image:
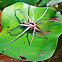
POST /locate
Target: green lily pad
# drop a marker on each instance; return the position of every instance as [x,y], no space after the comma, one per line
[41,48]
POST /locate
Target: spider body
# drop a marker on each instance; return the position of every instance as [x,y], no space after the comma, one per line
[31,25]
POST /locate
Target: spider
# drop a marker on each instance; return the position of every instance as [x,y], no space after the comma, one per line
[31,24]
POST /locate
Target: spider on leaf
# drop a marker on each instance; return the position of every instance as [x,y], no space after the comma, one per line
[31,24]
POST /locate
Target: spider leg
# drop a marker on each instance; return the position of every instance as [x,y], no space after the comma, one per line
[42,15]
[49,21]
[19,35]
[32,35]
[14,28]
[23,25]
[25,14]
[44,35]
[16,16]
[32,14]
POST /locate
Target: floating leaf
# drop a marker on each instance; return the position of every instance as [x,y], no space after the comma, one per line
[41,48]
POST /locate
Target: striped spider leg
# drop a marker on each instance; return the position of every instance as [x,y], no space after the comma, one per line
[30,25]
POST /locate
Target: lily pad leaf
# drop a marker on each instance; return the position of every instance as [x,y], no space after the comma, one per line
[41,48]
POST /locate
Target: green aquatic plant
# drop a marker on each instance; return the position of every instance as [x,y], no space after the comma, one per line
[43,44]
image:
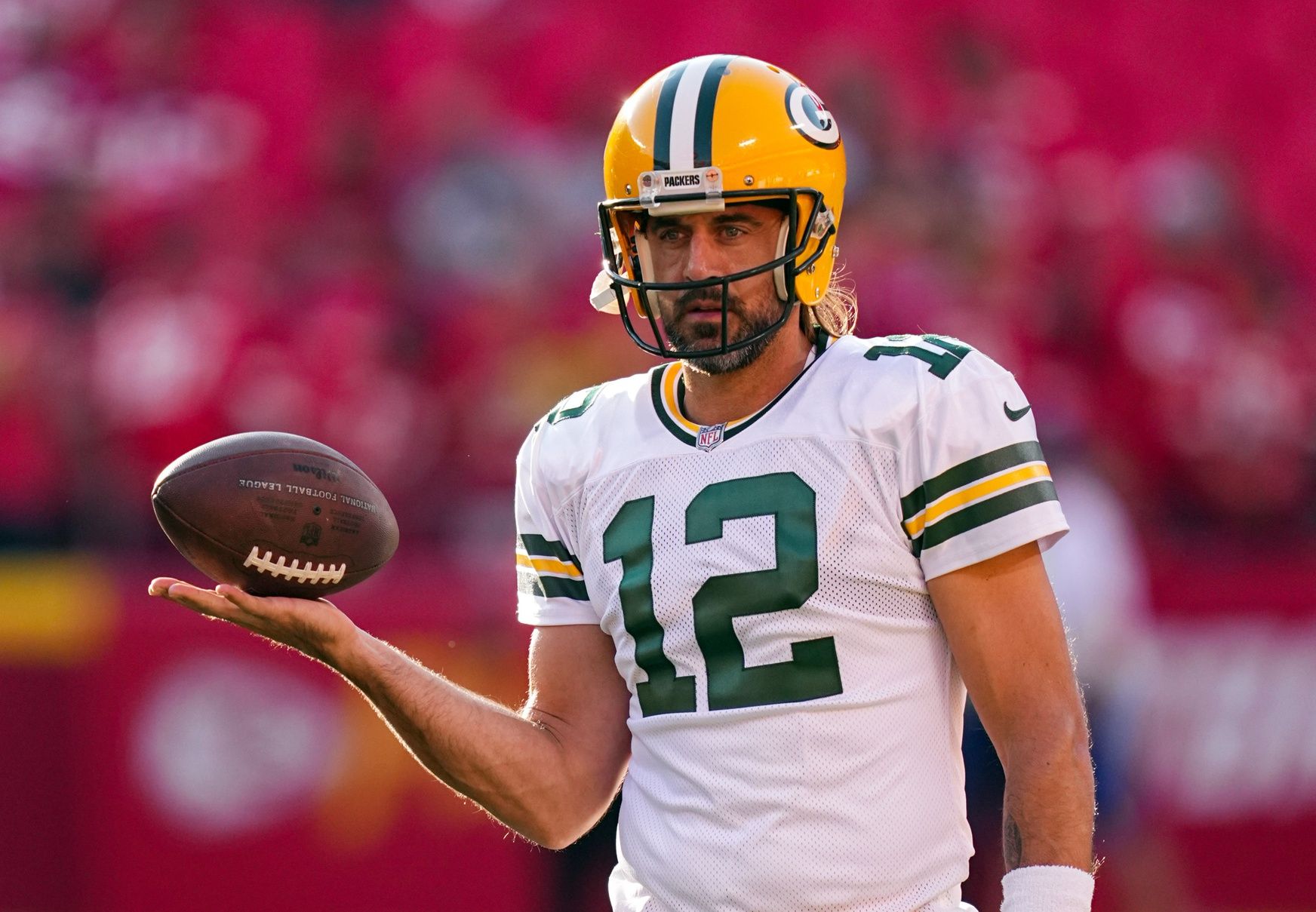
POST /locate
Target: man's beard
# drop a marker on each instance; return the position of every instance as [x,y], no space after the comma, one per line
[684,342]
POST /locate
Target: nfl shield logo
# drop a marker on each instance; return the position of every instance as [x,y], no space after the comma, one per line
[709,438]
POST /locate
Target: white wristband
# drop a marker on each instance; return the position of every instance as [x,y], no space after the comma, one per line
[1048,889]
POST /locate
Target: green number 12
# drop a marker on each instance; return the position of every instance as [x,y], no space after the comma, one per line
[811,673]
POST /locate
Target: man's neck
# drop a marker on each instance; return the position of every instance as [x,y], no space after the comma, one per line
[719,398]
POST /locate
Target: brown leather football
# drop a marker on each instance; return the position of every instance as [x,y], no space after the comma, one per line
[275,515]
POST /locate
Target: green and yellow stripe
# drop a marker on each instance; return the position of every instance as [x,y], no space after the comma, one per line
[976,493]
[545,567]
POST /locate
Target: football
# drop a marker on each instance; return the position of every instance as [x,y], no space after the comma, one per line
[275,515]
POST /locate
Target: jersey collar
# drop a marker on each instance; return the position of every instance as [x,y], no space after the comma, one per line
[668,388]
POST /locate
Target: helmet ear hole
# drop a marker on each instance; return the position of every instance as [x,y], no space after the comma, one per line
[779,273]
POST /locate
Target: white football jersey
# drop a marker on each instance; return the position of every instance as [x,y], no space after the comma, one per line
[795,711]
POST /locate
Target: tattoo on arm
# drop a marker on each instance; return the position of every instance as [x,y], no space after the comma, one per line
[1013,843]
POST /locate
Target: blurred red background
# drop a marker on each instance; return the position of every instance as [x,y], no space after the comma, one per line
[371,223]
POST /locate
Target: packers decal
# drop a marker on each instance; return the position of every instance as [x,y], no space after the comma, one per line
[811,118]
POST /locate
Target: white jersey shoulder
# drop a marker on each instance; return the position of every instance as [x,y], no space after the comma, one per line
[765,586]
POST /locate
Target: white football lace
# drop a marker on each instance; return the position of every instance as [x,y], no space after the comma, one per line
[281,567]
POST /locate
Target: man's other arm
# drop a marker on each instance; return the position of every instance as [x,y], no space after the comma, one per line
[548,770]
[1006,634]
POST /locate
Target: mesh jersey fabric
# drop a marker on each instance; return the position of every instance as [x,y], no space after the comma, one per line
[795,710]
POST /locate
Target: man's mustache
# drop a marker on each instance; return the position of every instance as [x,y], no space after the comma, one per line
[696,296]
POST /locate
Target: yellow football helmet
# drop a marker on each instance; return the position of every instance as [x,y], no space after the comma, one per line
[707,134]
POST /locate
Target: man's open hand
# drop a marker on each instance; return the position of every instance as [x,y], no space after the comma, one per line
[313,628]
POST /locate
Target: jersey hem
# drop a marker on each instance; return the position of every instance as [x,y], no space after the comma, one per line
[537,611]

··········

| What is needed |
Return each line from the listing above that contains the word "jersey".

| Output of the exercise |
Target: jersey collar
Target: white football jersey
Target: white jersey shoulder
Target: mesh jersey fabric
Target: jersey hem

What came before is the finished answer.